The former boyfriend of a College Park woman was found guilty of her murder late Wednesday after a three-day trial, nearly 24 years after her body was found in the trunk of her car outside a drug store in Sanford.

Demorris Hunter was accused of strangling 38-year-old Teresa Green in May 2002 shortly after a party with their neighbors allegedly ended in a drunken altercation. Found guilty of first-degree murder, he now faces the death penalty.

Hunter, who went by “Mike” at the time, is already serving a lifelong prison sentence for an unrelated murder in California that occurred about two months before Green was killed. He was extradited to Florida in 2015 and has been held in the local jail since then.

In closing arguments, prosecutors relied on testimony by Green’s neighbors, who claimed Hunter and Green tumbled down the stairs during the argument.

The next morning, Hunter enlisted those neighbors to help him take Green’s car to a Walgreens in Sanford. One neighbor alleged that Hunter told him, “I messed up.”

[Stored data entries]
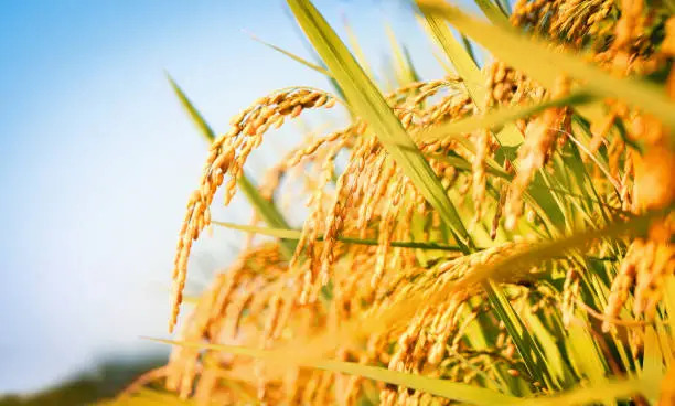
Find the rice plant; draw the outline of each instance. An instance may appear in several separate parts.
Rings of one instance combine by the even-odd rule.
[[[168,364],[116,402],[675,404],[675,2],[476,0],[474,17],[418,0],[448,76],[421,81],[389,32],[387,88],[310,0],[287,1],[320,61],[277,51],[332,89],[264,95],[217,136],[172,82],[211,147],[170,330],[206,228],[274,239],[216,275],[158,340]],[[342,129],[246,178],[268,132],[331,108]],[[296,170],[299,229],[276,204]],[[250,224],[212,218],[218,190],[246,194]]]

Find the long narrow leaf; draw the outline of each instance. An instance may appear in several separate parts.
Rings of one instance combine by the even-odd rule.
[[[288,0],[288,3],[298,23],[344,90],[354,111],[368,122],[387,152],[451,227],[458,244],[471,246],[471,237],[442,184],[377,87],[310,1]]]
[[[543,396],[536,398],[517,398],[507,396],[495,391],[478,387],[469,384],[450,382],[447,380],[432,378],[422,375],[408,374],[392,371],[378,366],[362,365],[354,362],[333,361],[333,360],[308,360],[291,359],[278,350],[258,350],[234,345],[206,344],[201,342],[173,341],[146,338],[147,340],[181,345],[193,349],[221,351],[235,355],[250,356],[262,360],[283,360],[285,363],[291,362],[301,366],[314,367],[323,371],[336,372],[342,374],[357,375],[366,378],[384,382],[392,385],[401,385],[413,389],[426,392],[471,405],[518,405],[518,406],[562,406],[582,405],[601,400],[608,397],[625,398],[641,393],[646,386],[642,380],[621,380],[608,382],[607,384],[579,388],[554,396]]]
[[[439,0],[418,0],[427,13],[447,19],[459,31],[489,49],[496,57],[529,74],[547,87],[564,75],[583,81],[583,89],[599,97],[615,97],[651,113],[675,129],[675,103],[663,89],[635,78],[617,78],[580,56],[551,50],[539,40],[526,39],[513,29],[491,25]],[[672,137],[675,140],[675,137]]]

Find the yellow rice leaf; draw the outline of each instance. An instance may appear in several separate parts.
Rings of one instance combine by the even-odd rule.
[[[446,397],[457,402],[471,405],[517,405],[517,406],[568,406],[586,405],[606,398],[626,398],[641,393],[645,387],[642,380],[615,380],[592,387],[572,389],[553,396],[518,398],[501,394],[499,392],[478,387],[474,385],[449,382],[447,380],[432,378],[422,375],[414,375],[398,371],[392,371],[378,366],[362,365],[354,362],[343,362],[322,359],[294,359],[279,350],[259,350],[234,345],[206,344],[202,342],[173,341],[162,339],[149,339],[171,345],[181,345],[202,350],[222,351],[235,355],[251,356],[256,359],[293,363],[300,366],[314,367],[335,373],[358,375],[392,385],[401,385],[413,389],[426,392],[432,395]]]

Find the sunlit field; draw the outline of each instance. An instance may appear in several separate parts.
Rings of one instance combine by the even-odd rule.
[[[317,57],[265,44],[332,86],[214,128],[168,77],[206,141],[173,335],[148,338],[172,352],[105,404],[675,405],[675,2],[418,0],[436,78],[406,32],[383,25],[379,75],[287,2]],[[318,113],[255,182],[250,153]],[[249,222],[212,215],[238,194]],[[214,228],[246,244],[188,295]]]

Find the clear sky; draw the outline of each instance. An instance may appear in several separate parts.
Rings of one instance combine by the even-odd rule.
[[[392,22],[422,74],[440,77],[396,3],[318,7],[341,33],[346,13],[378,67]],[[157,349],[139,335],[167,336],[176,232],[205,145],[164,70],[221,132],[270,90],[329,88],[242,33],[309,57],[285,9],[278,0],[0,2],[0,393],[52,384],[105,353]],[[269,145],[248,170],[288,142]],[[248,221],[242,200],[223,213]],[[193,291],[239,238],[218,231],[202,247]]]

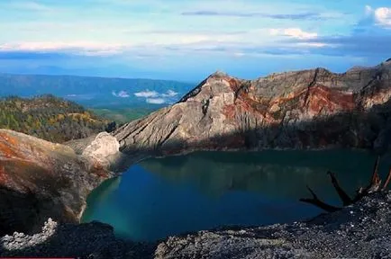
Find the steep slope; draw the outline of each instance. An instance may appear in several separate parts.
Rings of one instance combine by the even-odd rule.
[[[0,130],[0,236],[40,230],[48,218],[78,222],[88,193],[113,176],[109,159],[119,148],[105,132],[91,141],[77,155],[68,146]]]
[[[344,74],[323,68],[257,80],[211,75],[178,103],[114,134],[122,151],[386,148],[391,62]]]

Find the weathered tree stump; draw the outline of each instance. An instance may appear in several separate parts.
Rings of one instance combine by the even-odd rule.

**EXPLORE THE MATERIAL:**
1. Update the murder trial article from "The former boyfriend" to "store in Sanford.", inclusive, swapping "drug store" for "pharmacy".
2. According to the murder trial article, in what year was Hunter extradited to Florida?

**ANSWERS BELOW:**
1.
The former boyfriend of a College Park woman was found guilty of her murder late Wednesday after a three-day trial, nearly 24 years after her body was found in the trunk of her car outside a pharmacy in Sanford.

2. 2015